Provided text →
Opinion
No. 07-19-00110-CR
05-21-2020
On Appeal from the 108th District Court Potter County, Texas
Trial Court No. 74,885-E; Honorable Richard Dambold, Presiding by Assignment
MEMORANDUM OPINION
Before QUINN, C.J. and PARKE and DOSS, JJ.
Appellant, Pete Agapito Hernandez, appeals his conviction and 25-year sentence for violating an order of civil commitment. He had previously been adjudicated a sexually violent predator and civilly committed per § 841.081 of the Texas Health and Safety Code. His sentence was enhanced by two prior felony convictions, which convictions were for aggravated sexual assault and an earlier violation of the civil commitment order. Through three issues, he asserts that 1) section 841.082(a)(4) of the Sexually Violent Predator Act (SVP) is unconstitutional; 2) his sentence was improperly enhanced; and 3) his sentence was illegal due to the improper enhancement. We affirm.
See TEX. HEALTH & SAFETY CODE ANN. § 841.081(a) (West 2017) (stating that "[i]f at a trial conducted under Subchapter D the judge or jury determines that the person is a sexually violent predator, the judge shall commit the person for treatment and supervision").
Issue One
Appellant first asserts that section 841.082(a)(4) of the SVP Act is unconstitutional on its face and as applied to him. Both arguments were raised on appeal for the first time. Consequently, they were not preserved for review. See Reynolds v. State, 423 S.W.3d 377, 383 (Tex. Crim. App. 2014) (holding that "'[a]s applied'" constitutional challenges must be preserved by objection or complaint to the trial court); Karenev v. State, 281 S.W.3d 428, 434 (Tex. Crim. App. 2009) (stating that "a defendant may not raise for the first time on appeal a facial challenge to the constitutionality of a statute").
Issues Two and Three
Appellant's remaining issues relate to the enhancement of his sentence and its alleged impropriety and illegality. He contends that his sentence was improperly enhanced because the "State used appellant's conviction for the offense of aggravated sexual assault in . . . 2008, as both an elemental [sic] and general punishment enhancement in violation of appellant's right to due process." Had it not been improperly enhanced, he continues, the possible term of imprisonment would have ranged from 2 to 20 years. Being assessed a 25-year prison term, his sentence purportedly is illegal. We overrule the issues.

Task list →
**a)** In the opinion, restate the part that opens with the words containing "Issues Two and" and closes with "overrule the issues.", switching "impropriety" to "unlawfulness".
**b)** According to the opinion, what were the two prior felony convictions used to enhance the appellant's sentence?

Data shown →
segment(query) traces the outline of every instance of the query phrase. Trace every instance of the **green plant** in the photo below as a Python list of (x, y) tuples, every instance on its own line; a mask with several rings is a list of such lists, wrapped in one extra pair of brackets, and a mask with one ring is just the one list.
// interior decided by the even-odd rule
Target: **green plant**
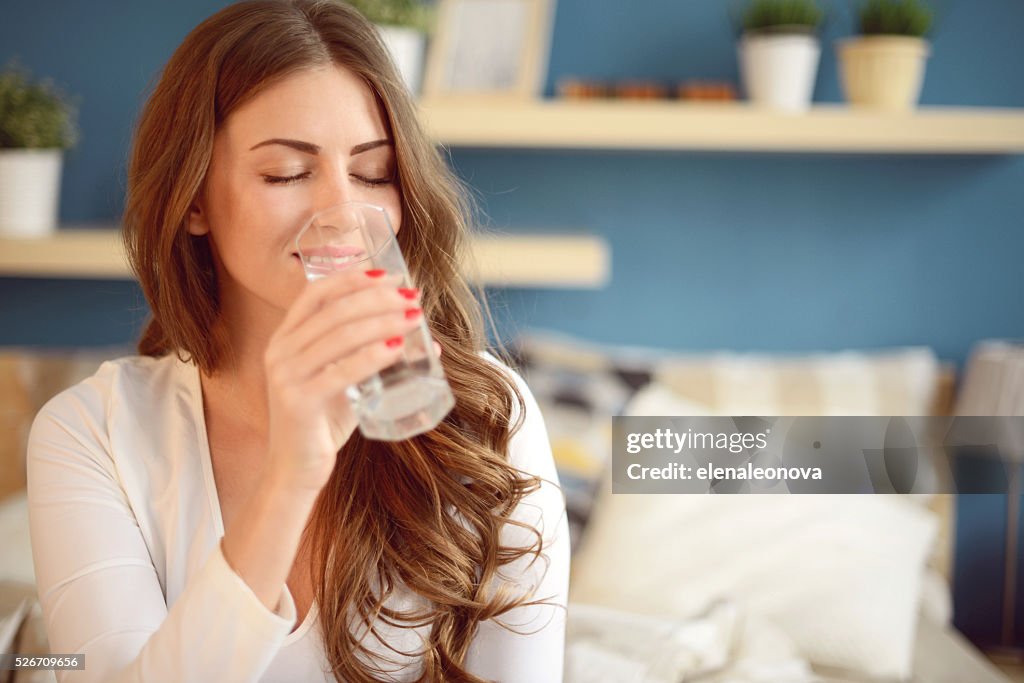
[(423, 0), (348, 0), (374, 24), (429, 31), (433, 12)]
[(824, 12), (815, 0), (753, 0), (743, 12), (742, 24), (744, 31), (813, 32), (823, 18)]
[(68, 150), (78, 142), (78, 108), (51, 81), (33, 81), (16, 61), (0, 72), (0, 148)]
[(913, 36), (932, 28), (932, 10), (920, 0), (867, 0), (860, 7), (860, 33), (865, 36)]

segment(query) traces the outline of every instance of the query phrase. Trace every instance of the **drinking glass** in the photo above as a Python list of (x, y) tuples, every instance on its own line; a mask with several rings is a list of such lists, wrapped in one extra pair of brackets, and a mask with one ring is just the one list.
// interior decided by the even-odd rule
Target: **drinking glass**
[[(379, 206), (345, 202), (312, 215), (295, 238), (306, 280), (349, 268), (380, 269), (414, 287), (398, 241)], [(399, 441), (436, 427), (455, 405), (424, 316), (391, 366), (346, 389), (367, 438)]]

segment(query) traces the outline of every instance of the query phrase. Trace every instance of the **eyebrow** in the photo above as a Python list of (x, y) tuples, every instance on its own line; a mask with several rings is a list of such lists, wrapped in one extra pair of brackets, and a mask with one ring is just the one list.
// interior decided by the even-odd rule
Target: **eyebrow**
[[(263, 140), (262, 142), (254, 144), (253, 146), (249, 147), (249, 152), (252, 152), (253, 150), (257, 150), (267, 144), (283, 144), (286, 147), (292, 147), (293, 150), (304, 152), (307, 155), (318, 155), (321, 151), (319, 145), (313, 144), (312, 142), (304, 142), (302, 140), (290, 140), (285, 137), (273, 137), (270, 138), (269, 140)], [(372, 140), (370, 142), (362, 142), (361, 144), (356, 144), (354, 147), (352, 147), (349, 154), (354, 157), (355, 155), (362, 154), (364, 152), (369, 152), (370, 150), (376, 150), (377, 147), (384, 146), (385, 144), (391, 144), (391, 141), (387, 139), (380, 139), (380, 140)]]

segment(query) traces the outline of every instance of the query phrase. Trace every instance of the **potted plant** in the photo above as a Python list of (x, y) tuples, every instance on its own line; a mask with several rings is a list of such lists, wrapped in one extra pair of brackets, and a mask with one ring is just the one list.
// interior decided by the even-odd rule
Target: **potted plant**
[(377, 26), (409, 91), (420, 92), (431, 10), (423, 0), (349, 0)]
[(920, 0), (866, 0), (860, 36), (839, 43), (840, 76), (851, 104), (889, 111), (918, 105), (932, 11)]
[(752, 102), (796, 113), (810, 108), (823, 17), (815, 0), (753, 0), (746, 6), (739, 70)]
[(63, 151), (78, 140), (76, 106), (49, 81), (10, 62), (0, 72), (0, 234), (57, 226)]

Answers per task →
**a)**
Issues Two and Three
Appellant's remaining issues relate to the enhancement of his sentence and its alleged unlawfulness and illegality. He contends that his sentence was improperly enhanced because the "State used appellant's conviction for the offense of aggravated sexual assault in . . . 2008, as both an elemental [sic] and general punishment enhancement in violation of appellant's right to due process." Had it not been improperly enhanced, he continues, the possible term of imprisonment would have ranged from 2 to 20 years. Being assessed a 25-year prison term, his sentence purportedly is illegal. We overrule the issues.

**b)** Aggravated sexual assault and an earlier violation of the civil commitment order.